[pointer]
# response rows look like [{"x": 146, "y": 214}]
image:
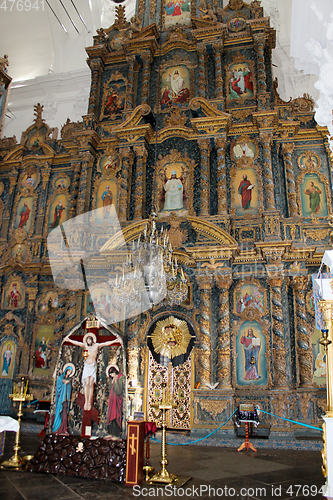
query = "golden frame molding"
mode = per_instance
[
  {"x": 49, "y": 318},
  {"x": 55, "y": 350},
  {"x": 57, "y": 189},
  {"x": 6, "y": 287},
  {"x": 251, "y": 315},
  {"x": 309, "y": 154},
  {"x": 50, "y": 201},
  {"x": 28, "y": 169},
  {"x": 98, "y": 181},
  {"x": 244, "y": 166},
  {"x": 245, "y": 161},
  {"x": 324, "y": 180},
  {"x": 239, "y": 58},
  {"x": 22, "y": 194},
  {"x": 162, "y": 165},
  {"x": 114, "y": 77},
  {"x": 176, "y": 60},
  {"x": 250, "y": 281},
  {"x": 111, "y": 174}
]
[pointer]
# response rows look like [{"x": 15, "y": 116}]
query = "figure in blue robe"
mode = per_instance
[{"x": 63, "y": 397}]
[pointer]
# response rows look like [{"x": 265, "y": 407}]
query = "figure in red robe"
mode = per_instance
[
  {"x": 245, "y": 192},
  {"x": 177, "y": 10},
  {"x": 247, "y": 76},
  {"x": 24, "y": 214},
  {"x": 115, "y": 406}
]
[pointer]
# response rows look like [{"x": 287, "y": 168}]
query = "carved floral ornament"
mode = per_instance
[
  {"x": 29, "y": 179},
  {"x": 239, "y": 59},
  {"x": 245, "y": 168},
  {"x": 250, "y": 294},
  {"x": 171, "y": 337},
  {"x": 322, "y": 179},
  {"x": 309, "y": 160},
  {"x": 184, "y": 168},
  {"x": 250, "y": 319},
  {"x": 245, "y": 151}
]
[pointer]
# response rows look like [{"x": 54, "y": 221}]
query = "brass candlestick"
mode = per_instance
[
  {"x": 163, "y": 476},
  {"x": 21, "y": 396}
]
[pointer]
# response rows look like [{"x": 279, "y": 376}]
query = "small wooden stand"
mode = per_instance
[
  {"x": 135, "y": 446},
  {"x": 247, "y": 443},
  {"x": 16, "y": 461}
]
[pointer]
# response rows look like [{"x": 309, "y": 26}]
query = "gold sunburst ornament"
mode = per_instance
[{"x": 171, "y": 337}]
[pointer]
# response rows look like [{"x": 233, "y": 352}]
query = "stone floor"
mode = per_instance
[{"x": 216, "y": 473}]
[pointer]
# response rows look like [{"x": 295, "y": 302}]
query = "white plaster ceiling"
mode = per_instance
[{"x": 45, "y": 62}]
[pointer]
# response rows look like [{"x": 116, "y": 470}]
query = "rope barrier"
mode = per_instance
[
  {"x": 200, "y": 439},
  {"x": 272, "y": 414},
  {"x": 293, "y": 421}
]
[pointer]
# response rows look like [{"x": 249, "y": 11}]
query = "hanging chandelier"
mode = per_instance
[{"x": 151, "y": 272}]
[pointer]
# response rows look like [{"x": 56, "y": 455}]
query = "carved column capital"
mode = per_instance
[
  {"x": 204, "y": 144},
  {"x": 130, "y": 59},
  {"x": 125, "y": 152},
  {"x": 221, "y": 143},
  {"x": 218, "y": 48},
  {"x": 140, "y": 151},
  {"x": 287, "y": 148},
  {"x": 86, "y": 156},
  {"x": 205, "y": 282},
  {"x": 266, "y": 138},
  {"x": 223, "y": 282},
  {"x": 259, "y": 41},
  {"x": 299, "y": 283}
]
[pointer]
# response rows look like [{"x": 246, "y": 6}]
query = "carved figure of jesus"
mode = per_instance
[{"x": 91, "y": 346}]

__________

Given task
Go through the listing above and quote it exactly, apart from its images.

Exercise response
[pointer]
# response rows look like [{"x": 146, "y": 214}]
image:
query = "golden frame molding"
mode = per_instance
[
  {"x": 49, "y": 318},
  {"x": 55, "y": 350},
  {"x": 57, "y": 189},
  {"x": 6, "y": 287},
  {"x": 251, "y": 315},
  {"x": 309, "y": 154},
  {"x": 50, "y": 201},
  {"x": 28, "y": 169},
  {"x": 98, "y": 181},
  {"x": 244, "y": 166},
  {"x": 245, "y": 161},
  {"x": 324, "y": 180},
  {"x": 239, "y": 58},
  {"x": 22, "y": 194},
  {"x": 162, "y": 165},
  {"x": 114, "y": 77},
  {"x": 176, "y": 60},
  {"x": 250, "y": 281},
  {"x": 111, "y": 174}
]
[pointer]
# response rows look like [{"x": 15, "y": 116}]
query = "figure in blue robe"
mode = per_instance
[{"x": 63, "y": 397}]
[pointer]
# response rows look like [{"x": 265, "y": 407}]
query = "figure in red robe"
mode = per_instance
[
  {"x": 245, "y": 192},
  {"x": 177, "y": 10},
  {"x": 247, "y": 76},
  {"x": 24, "y": 214},
  {"x": 115, "y": 406}
]
[pointer]
# response rows look like [{"x": 287, "y": 168}]
query = "carved floral ornament"
mode = per_instance
[
  {"x": 29, "y": 179},
  {"x": 239, "y": 59},
  {"x": 245, "y": 168},
  {"x": 250, "y": 294},
  {"x": 171, "y": 337},
  {"x": 322, "y": 179},
  {"x": 309, "y": 160},
  {"x": 184, "y": 168},
  {"x": 250, "y": 319},
  {"x": 245, "y": 151}
]
[pointer]
# response rows look like [{"x": 54, "y": 221}]
query = "brass candlestick"
mode = per_instance
[
  {"x": 163, "y": 476},
  {"x": 21, "y": 396}
]
[pointer]
# response rows look like [{"x": 279, "y": 376}]
query = "small wooden stand"
mode = per_instance
[
  {"x": 135, "y": 446},
  {"x": 247, "y": 443},
  {"x": 16, "y": 461}
]
[pointer]
# response rows look like [{"x": 309, "y": 26}]
query = "gold sunburst ornament"
mode = per_instance
[{"x": 171, "y": 337}]
[pointer]
# response rows look like [{"x": 233, "y": 352}]
query = "stone floor"
mode = per_instance
[{"x": 216, "y": 473}]
[pointer]
# response rows look like [{"x": 295, "y": 302}]
query = "white plaster ceiling"
mode = per_instance
[{"x": 45, "y": 62}]
[pointer]
# response rows look like [{"x": 116, "y": 470}]
query = "rope barrier"
mode = per_instance
[
  {"x": 200, "y": 439},
  {"x": 272, "y": 414},
  {"x": 293, "y": 421}
]
[pointer]
# response rows look like [{"x": 249, "y": 11}]
query = "hanging chandelier"
mode = per_instance
[{"x": 151, "y": 272}]
[pointer]
# response rows look like [{"x": 56, "y": 455}]
query = "carved column capital"
mode = per_instance
[
  {"x": 204, "y": 144},
  {"x": 130, "y": 59},
  {"x": 125, "y": 152},
  {"x": 221, "y": 143},
  {"x": 218, "y": 48},
  {"x": 140, "y": 151},
  {"x": 287, "y": 148},
  {"x": 86, "y": 156},
  {"x": 205, "y": 282},
  {"x": 266, "y": 138},
  {"x": 223, "y": 282},
  {"x": 259, "y": 41},
  {"x": 299, "y": 283}
]
[pointer]
# response rows look like [{"x": 246, "y": 6}]
query = "carved figure of jesus"
mode = per_instance
[{"x": 91, "y": 346}]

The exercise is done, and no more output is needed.